begin

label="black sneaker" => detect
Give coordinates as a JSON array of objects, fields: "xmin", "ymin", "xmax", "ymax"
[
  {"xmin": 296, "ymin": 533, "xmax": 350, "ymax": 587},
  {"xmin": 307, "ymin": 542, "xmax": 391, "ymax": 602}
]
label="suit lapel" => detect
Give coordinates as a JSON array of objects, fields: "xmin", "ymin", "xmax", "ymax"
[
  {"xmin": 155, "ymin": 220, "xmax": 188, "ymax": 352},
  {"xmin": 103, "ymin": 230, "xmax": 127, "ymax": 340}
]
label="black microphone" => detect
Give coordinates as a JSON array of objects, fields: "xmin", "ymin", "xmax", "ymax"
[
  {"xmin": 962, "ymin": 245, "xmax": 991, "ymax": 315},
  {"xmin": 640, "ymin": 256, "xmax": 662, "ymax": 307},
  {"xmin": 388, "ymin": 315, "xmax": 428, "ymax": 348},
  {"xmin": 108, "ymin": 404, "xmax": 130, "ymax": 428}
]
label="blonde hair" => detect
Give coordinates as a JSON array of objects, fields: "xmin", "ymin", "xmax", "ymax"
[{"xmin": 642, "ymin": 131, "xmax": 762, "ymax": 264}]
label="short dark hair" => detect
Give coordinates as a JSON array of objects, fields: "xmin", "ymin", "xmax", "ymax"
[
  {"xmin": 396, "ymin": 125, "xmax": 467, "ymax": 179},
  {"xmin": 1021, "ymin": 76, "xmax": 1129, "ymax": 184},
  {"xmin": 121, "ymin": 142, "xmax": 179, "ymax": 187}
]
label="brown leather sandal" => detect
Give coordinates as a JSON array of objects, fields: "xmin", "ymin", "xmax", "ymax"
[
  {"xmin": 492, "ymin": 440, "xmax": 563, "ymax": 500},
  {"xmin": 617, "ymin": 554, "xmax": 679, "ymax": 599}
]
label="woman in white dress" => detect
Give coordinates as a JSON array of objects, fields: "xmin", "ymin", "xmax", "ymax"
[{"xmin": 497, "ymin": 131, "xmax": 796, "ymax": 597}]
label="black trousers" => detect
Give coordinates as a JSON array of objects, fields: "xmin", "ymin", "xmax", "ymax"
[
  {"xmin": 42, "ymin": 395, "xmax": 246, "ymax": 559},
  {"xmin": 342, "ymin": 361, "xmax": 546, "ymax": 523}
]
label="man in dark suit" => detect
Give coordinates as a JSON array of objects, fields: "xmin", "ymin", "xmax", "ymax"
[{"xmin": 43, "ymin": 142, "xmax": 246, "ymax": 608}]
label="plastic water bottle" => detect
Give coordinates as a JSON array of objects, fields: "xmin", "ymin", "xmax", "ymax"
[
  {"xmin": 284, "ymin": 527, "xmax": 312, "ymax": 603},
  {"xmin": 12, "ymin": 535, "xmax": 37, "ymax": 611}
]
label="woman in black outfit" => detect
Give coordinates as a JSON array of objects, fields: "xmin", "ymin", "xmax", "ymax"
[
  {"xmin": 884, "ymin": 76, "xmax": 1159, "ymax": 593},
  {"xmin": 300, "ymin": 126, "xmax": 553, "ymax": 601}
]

end
begin

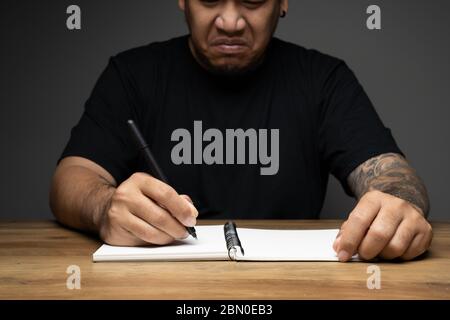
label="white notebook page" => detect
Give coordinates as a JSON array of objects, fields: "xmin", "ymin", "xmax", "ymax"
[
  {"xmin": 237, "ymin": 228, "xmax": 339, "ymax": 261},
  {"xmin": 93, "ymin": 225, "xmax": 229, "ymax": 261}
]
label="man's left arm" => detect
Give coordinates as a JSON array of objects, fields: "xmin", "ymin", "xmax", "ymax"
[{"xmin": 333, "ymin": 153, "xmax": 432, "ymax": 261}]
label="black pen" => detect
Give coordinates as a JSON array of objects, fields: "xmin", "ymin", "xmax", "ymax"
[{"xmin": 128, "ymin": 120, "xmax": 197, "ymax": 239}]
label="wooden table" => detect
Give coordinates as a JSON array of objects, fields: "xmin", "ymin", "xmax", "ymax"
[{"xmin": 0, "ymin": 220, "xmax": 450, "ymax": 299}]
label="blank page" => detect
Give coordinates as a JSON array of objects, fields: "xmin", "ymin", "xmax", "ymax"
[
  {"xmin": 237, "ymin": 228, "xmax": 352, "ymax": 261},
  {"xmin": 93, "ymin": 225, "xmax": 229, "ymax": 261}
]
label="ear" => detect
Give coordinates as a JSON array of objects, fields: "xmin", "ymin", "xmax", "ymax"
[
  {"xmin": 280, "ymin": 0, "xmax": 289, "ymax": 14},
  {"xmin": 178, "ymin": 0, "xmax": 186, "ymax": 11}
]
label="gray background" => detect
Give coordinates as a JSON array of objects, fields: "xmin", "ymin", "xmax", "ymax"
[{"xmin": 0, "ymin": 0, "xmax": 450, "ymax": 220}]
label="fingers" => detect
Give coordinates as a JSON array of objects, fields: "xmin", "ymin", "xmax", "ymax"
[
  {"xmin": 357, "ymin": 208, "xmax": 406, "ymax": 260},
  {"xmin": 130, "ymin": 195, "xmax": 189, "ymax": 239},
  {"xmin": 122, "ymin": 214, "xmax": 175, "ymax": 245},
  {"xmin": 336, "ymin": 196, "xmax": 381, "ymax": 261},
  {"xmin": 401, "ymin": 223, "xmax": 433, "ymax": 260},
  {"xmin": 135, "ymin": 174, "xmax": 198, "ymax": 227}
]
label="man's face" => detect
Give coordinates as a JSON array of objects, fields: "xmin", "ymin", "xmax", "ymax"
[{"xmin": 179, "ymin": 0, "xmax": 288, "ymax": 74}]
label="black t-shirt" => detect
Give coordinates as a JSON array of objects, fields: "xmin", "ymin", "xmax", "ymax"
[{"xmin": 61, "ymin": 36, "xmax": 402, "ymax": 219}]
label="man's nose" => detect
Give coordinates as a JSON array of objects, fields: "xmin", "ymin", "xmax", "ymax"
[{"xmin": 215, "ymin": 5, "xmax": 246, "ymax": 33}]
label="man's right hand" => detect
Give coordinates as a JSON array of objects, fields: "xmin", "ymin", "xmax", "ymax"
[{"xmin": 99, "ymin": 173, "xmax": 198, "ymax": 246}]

end

▸ SHORT PROBLEM: Collect each line in the rows above that contains the word "dark".

▸ EXPECTED ANSWER:
label="short dark hair" => detect
label="man in dark suit" => detect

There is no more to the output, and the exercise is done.